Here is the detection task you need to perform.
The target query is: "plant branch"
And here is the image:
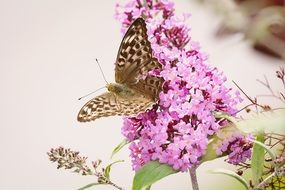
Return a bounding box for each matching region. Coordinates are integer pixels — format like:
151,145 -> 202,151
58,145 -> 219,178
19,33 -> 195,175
189,166 -> 199,190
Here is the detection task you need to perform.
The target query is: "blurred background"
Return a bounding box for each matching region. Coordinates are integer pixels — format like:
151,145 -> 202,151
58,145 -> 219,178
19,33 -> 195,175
0,0 -> 285,190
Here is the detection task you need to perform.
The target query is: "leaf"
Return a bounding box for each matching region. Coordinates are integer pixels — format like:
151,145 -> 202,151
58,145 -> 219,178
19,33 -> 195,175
235,111 -> 285,134
132,161 -> 178,190
251,133 -> 264,185
201,135 -> 221,163
248,139 -> 276,163
104,160 -> 124,179
209,169 -> 249,190
111,139 -> 130,158
78,183 -> 101,190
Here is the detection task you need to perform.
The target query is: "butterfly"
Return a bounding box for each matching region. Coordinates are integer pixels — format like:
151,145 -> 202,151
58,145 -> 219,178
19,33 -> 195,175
77,18 -> 163,122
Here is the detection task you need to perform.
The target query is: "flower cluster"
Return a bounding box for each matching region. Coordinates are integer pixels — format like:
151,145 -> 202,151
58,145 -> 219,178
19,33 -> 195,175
47,147 -> 92,175
115,0 -> 246,171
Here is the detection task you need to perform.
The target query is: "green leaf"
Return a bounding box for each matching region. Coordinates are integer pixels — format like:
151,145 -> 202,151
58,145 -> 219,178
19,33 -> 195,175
104,160 -> 124,179
235,111 -> 285,134
209,169 -> 249,190
249,139 -> 276,163
132,161 -> 178,190
251,133 -> 264,185
201,135 -> 221,163
111,139 -> 130,159
213,111 -> 236,124
78,183 -> 100,190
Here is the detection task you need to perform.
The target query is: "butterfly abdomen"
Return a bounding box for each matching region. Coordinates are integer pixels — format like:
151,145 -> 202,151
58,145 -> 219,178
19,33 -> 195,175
107,83 -> 134,97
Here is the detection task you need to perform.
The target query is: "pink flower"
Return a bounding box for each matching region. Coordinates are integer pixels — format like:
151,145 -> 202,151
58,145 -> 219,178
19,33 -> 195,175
115,0 -> 246,171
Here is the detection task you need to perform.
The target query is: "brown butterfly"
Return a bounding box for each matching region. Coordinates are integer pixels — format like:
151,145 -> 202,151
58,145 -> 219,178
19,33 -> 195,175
77,18 -> 163,122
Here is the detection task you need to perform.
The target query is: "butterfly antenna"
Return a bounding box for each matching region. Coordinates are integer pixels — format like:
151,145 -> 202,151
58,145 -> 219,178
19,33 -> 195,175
95,58 -> 109,84
78,86 -> 106,100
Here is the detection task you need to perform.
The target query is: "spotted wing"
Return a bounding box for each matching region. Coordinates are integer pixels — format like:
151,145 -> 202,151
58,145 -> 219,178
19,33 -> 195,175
77,92 -> 118,122
77,92 -> 153,122
115,18 -> 163,100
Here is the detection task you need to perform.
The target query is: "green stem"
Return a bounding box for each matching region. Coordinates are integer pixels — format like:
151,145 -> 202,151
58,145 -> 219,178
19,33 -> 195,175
189,166 -> 199,190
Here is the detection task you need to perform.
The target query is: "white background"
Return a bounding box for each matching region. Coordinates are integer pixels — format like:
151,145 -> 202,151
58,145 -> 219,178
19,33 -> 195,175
0,0 -> 283,190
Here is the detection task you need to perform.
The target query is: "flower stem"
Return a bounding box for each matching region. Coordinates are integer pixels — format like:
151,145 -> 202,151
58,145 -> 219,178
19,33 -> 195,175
189,166 -> 199,190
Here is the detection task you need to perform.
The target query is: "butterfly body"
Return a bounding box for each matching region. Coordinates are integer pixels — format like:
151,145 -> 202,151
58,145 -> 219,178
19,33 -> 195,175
106,83 -> 135,97
77,18 -> 163,122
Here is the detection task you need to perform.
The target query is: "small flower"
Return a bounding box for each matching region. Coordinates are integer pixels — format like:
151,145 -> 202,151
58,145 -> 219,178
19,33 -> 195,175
215,130 -> 253,165
116,0 -> 240,171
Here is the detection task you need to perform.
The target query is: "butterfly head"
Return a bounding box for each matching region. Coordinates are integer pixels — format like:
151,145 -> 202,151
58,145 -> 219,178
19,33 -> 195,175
106,83 -> 122,94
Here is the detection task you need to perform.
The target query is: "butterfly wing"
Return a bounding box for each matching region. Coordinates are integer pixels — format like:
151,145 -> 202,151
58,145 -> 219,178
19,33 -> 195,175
77,92 -> 153,122
115,18 -> 163,100
77,92 -> 119,122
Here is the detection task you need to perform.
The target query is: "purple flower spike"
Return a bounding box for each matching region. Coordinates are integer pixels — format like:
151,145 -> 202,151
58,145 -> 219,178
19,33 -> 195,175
115,0 -> 244,171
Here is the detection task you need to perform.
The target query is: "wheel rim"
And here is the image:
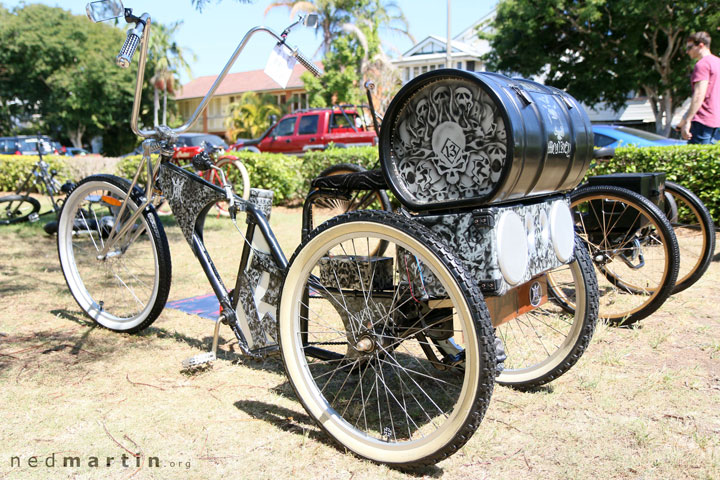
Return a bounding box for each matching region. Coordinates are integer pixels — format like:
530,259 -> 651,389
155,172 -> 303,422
58,182 -> 160,330
280,222 -> 480,463
496,260 -> 587,386
665,188 -> 709,285
571,192 -> 671,321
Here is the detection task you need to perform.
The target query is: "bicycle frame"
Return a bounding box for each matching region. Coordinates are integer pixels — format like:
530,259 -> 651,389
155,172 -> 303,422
158,162 -> 288,356
93,8 -> 312,356
99,13 -> 301,258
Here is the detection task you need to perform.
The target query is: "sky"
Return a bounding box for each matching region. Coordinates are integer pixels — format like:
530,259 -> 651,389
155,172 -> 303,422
0,0 -> 497,83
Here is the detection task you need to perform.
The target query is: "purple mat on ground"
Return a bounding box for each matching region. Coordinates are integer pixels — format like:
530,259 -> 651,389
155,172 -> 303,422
165,293 -> 220,320
165,288 -> 320,321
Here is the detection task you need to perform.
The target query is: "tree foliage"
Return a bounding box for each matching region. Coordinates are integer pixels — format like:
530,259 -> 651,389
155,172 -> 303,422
192,0 -> 252,12
0,4 -> 160,154
481,0 -> 720,135
266,0 -> 412,107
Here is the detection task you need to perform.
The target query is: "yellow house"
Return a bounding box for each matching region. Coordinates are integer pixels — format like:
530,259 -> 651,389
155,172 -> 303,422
175,64 -> 308,137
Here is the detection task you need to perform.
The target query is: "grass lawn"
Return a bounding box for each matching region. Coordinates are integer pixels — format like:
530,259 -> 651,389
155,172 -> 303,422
0,197 -> 720,480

** The problem **
The records above must be printed exactly; the pictures stay out.

** Reply to the task **
Here is the detection task you need to perform.
The target query is: "plant branch"
And here is the image:
Return a bounding box for each matching region. Coordinates are integer pixels — format like:
151,145 -> 202,151
58,145 -> 219,178
19,33 -> 195,175
189,166 -> 199,190
Here is the detection task you need to perform.
The target query is: "blurred background"
Return a bounding box for each matching region. Coordinates are integer pixels — format like:
151,145 -> 202,151
58,145 -> 219,178
19,33 -> 195,175
0,0 -> 285,190
Here is the detection task you need to perform.
The target query is: "leaf"
Return a bounding box for each matching region. Coordinates are integer pixels — format like:
151,145 -> 202,151
58,145 -> 219,178
19,33 -> 195,175
235,111 -> 285,134
132,161 -> 178,190
251,133 -> 264,185
201,135 -> 221,163
248,139 -> 276,163
104,160 -> 124,179
209,169 -> 249,190
111,139 -> 130,158
78,183 -> 101,190
Here is the detection task you need to perform.
The target query is: "butterfly"
Return a bounding box for each matching region. Coordinates are integer pixels — format like:
151,145 -> 202,151
58,145 -> 219,178
19,33 -> 195,175
77,18 -> 163,122
Here is the detection task you need to perform.
The target query is: "flower cluster"
Return a bounding box for each matching region. Coordinates are integer pixels — format like:
151,145 -> 202,151
58,145 -> 219,178
19,33 -> 195,175
47,147 -> 92,175
115,0 -> 246,171
Here is the detection task you need to perform.
The target query is: "green leaf"
Return a bounding box for each matching region. Coordinates are integer pixels — format like:
151,145 -> 202,151
58,145 -> 219,178
19,33 -> 195,175
104,160 -> 124,179
235,111 -> 285,134
209,169 -> 249,190
249,139 -> 276,163
132,161 -> 178,190
251,133 -> 264,185
201,135 -> 221,163
111,139 -> 130,159
213,111 -> 236,124
78,183 -> 100,190
Here is the detection task you need to perform.
The target query is: "butterfly abdomen"
Return a bounding box for each matching region. Coordinates are integer pixels — format like:
151,145 -> 202,151
58,145 -> 219,178
19,33 -> 195,175
107,83 -> 134,97
Here is the detection task you need to perform.
The target query is: "pink flower"
Return a bounding box for each matching region. Coordinates are integer pixels — format like:
151,145 -> 202,151
58,145 -> 219,178
19,33 -> 195,175
115,0 -> 246,171
Here is the detection task you need to perform.
The target query is: "brown butterfly"
Return a bounding box for each matching region. Coordinates are integer pixels — format like:
151,145 -> 202,151
58,145 -> 219,178
19,33 -> 195,175
77,18 -> 163,122
Here is the detection task you need to perform.
The target query is: "butterfly antenna"
Return a bounding box for each matching region. Coordinates are integer pixels — format like:
151,145 -> 202,151
58,145 -> 219,178
19,33 -> 195,175
95,58 -> 109,84
78,86 -> 106,100
Here is the detection task you need to perform.
The target query is: "spotted wing"
Return a bounding box for each matching region. Coordinates are integer pixels — format like:
151,145 -> 202,151
58,145 -> 219,178
19,33 -> 195,175
77,92 -> 118,122
77,92 -> 153,122
115,18 -> 163,100
Here is the detection task you need to perform.
The target query is: "green stem"
Return a bounding box for each matching region. Coordinates are integer pixels — format like:
151,145 -> 202,151
58,145 -> 219,178
19,33 -> 195,175
189,166 -> 199,190
Here is the detection task you need to perform.
The target query is: "white background"
Return a bounding box for each matching region. Coordinates are integer pixels — format like:
151,145 -> 202,151
58,145 -> 219,178
19,33 -> 195,175
0,0 -> 283,190
Here is the detection task you need to perform.
The target query is: "flower stem"
Return a bounding box for each matching region. Coordinates are integer pixels — format like:
151,145 -> 202,151
58,145 -> 219,178
19,33 -> 195,175
189,166 -> 199,190
Here is the detection task you need to perform.
The target query is: "butterfly body"
Return a bounding box for each matching region. Coordinates are integer pixels — format like:
151,145 -> 202,151
58,145 -> 219,178
19,33 -> 195,175
106,83 -> 135,97
77,18 -> 163,122
Here is the detection task you need to perform.
The target query is: "small flower"
Return a bounding box for each matching region. Coordinates are integer pixels — format like:
151,145 -> 202,151
58,145 -> 219,178
19,33 -> 195,175
215,130 -> 253,165
116,0 -> 240,171
Here is the detection task you need to perform.
The target query is: "butterfly head"
Return a bounding box for each matching region. Coordinates are integer pixels — format like:
151,145 -> 202,151
58,145 -> 219,178
19,33 -> 195,175
106,83 -> 122,94
Here is the detection task you need to perform.
The target query is: "butterfly wing"
Return a bounding box for each matching region. Coordinates are integer pixels — format like:
151,145 -> 202,151
58,145 -> 219,178
19,33 -> 195,175
77,92 -> 153,122
115,18 -> 163,100
77,92 -> 119,122
Here is the detection task you need to perform.
The target query is: "purple flower spike"
Return a bounding box for each matching region. Coordinates are integer pixels — format like:
151,145 -> 202,151
58,145 -> 219,178
19,33 -> 195,175
115,0 -> 244,171
Here is the detection task you need to perform.
The target query is: "wheel rim"
And here is the image:
Return a bounding box for each matching region. Coordinates are integer pixels — format like:
530,259 -> 651,389
155,172 -> 303,422
58,182 -> 160,330
280,222 -> 480,463
496,260 -> 587,386
665,188 -> 709,285
571,192 -> 671,321
Here is the detection task you need to perform.
The target query is: "bicycle frame"
Return a bounding box for each matching region. Coordinates are integer pixels — format like:
530,259 -> 651,389
155,172 -> 303,422
158,162 -> 288,356
93,8 -> 312,356
99,13 -> 301,258
Here is the detection task you need to perform.
The target query is: "sky"
Return a bounding box for each matching region. Coordinates are integer pixels — format like:
530,259 -> 651,389
155,172 -> 303,422
0,0 -> 497,83
Here is the detection task you need to perform.
The target query is: "purple mat on ground"
Return a bounding box for each matching region. Coordinates are integer pixels — format like:
530,259 -> 651,389
155,172 -> 303,422
165,293 -> 220,320
165,288 -> 320,321
Here is the detection task you need to perform.
The target query is: "tree foliage"
Return a bounding box for each matching region. Coordinates are integer pixels — format like:
530,259 -> 651,389
155,172 -> 303,422
192,0 -> 252,12
0,4 -> 160,154
481,0 -> 720,135
266,0 -> 412,107
Here is the detection task you need to perform.
The target query is: "yellow house"
Return a bounding box for each matching region. Coordinates are integer pixels — format like:
530,259 -> 651,389
155,172 -> 303,422
175,64 -> 308,137
Here is the detection task you need to perform.
The target query is: "grass lawn"
Return a bounding box for each matching region. Coordinates are integer pixels — format like:
530,259 -> 651,389
155,172 -> 303,422
0,197 -> 720,480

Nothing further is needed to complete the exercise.